• WYBRANY TEKST:
━━━━━━━━
Strona główna  |  Wydawnictwo  |  Kontakt  |  Reklama
.

 
Artykuły » Samorządowiec z pasją

»

W sporcie i w samorządzie fair play

Paweł Wybierała – samorządowiec, który może pochwalić się niecodziennymi sukcesami – mistrzostwem w brydżu sportowym i w zapasach w stylu wolnym.

\"\"
Paweł Wybierała
, burmistrz Milicza

Wiek: 36 lat
Wykształcenie: filozof. Uniwersytet Wrocławski – Wydział Nauk Społecznych ukończony z wynikiem bardzo dobrym
Pierwsza praca: lata 90. – przedstawiciel handlowy CityBanku we Wrocławiu
Kolejne zajęcia: biuro nieruchomości, dla którego Paweł Wybierała organizował m.in. targi nieruchomości we Wrocławiu; w latach 2002-2005 był dziennikarzem „Głosu Milicza”; następnie pracował w Gminnym Zespole Kultury i Bibliotek w Krośnicach
Rodzina: żona – Ewa, 37 lat, nauczycielka języka francuskiego; dzieci: Antek – 9 lat, Róża – 1,5 roku
Hobby, zainteresowania, pasje: historia, sport, brydż sportowy
Moje największe osiągnięcie związane z moimi pasjami: jako junior byłem mistrzem makroregionu w zapasach w stylu wolnym; grając w brydża sportowego wygrałem Ogólnopolski Turniej Par w Brzegu Dolnym w 2009 roku, a jeszcze na studiach zajęliśmy w 4. miejsce w drużynowych akademickich mistrzostwach Polski
Jestem samorządowcem od: 2010 r.
Jestem burmistrzem od: marca 2010 r.
Moje największe osiągniecie w dziedzinie samorządności: wciąż jeszcze przede mną! Moja kariera samorządowa jest krótka, to moja pierwsza kadencja, a na jej ocenę przyjdzie dopiero czas. Na razie bezwzględnie największym sukcesem było przekonanie mieszkańców mojej gminy do proponowanych przeze mnie pomysłów i zwycięstwo w przedterminowych wyborach



Miłośnik brydża, zapasów i piłki nożnej. Pasjonat historii, w szczególności w zakresie wojskowości. Od marca burmistrz gminy Milicz. Prywatnie mąż, ojciec dwójki maluchów. Człowiek, który wie, że zarówno w sporcie, jak i w samorządzie, aby odnieść prawdziwy sukces trzeba postępować zgodnie z regułami gry, mieć wizję walki, dobrze dobraną taktykę i umiejętność podejmowania trudnych decyzji, nawet w sytuacji, kiedy nie wszystkie karty zostały odkryte.
━━━━━━━━
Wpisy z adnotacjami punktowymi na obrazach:

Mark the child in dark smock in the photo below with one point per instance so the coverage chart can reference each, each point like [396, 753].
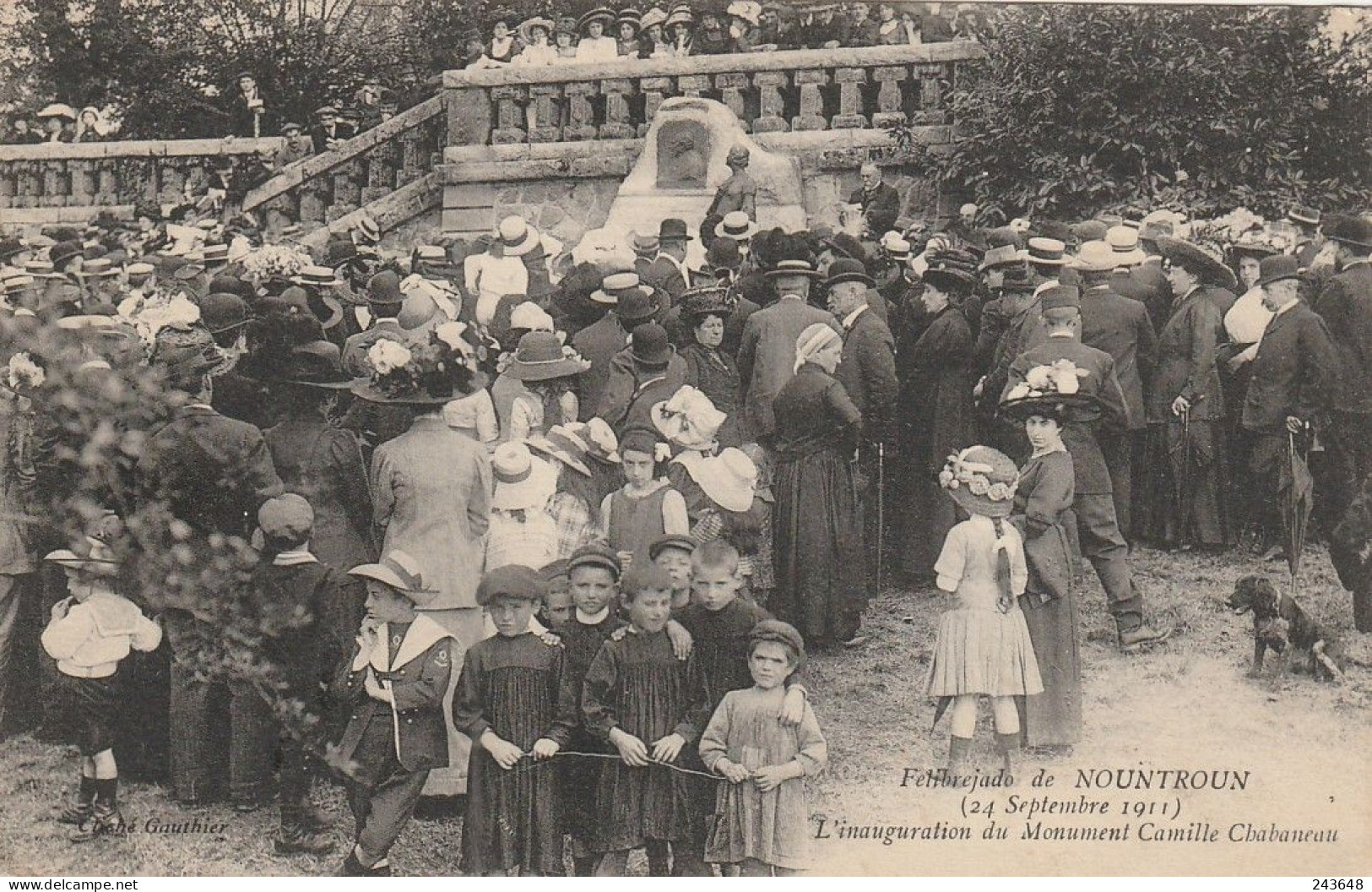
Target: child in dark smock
[593, 574]
[507, 703]
[651, 707]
━━━━━━━━
• ZADANIA:
[a] Jak w tekście o burmistrzu Milicza nazywa się żona Pawła Wybierały i czego uczy?
[b] Umieść wszystkie wiersze listingu w tabeli Markdown z kolumnami „Nr” i „Wiersz”, gdzie „Nr” to numer wiersza. Pomiń puste wiersze i nie uwzględniaj w odpowiedzi obrazów.
Tekst i listing nie mają ze sobą żadnego związku.

• ODPOWIEDZI DO ZADAŃ:
[a] Ma na imię Ewa i jest nauczycielką języka francuskiego.

[b]
| Nr | Wiersz |
|---|---|
| 1 | Mark the child in dark smock in the photo below with one point per instance so the coverage chart can reference each, each point like [396, 753]. |
| 2 | Target: child in dark smock |
| 3 | [593, 574] |
| 4 | [507, 703] |
| 5 | [651, 707] |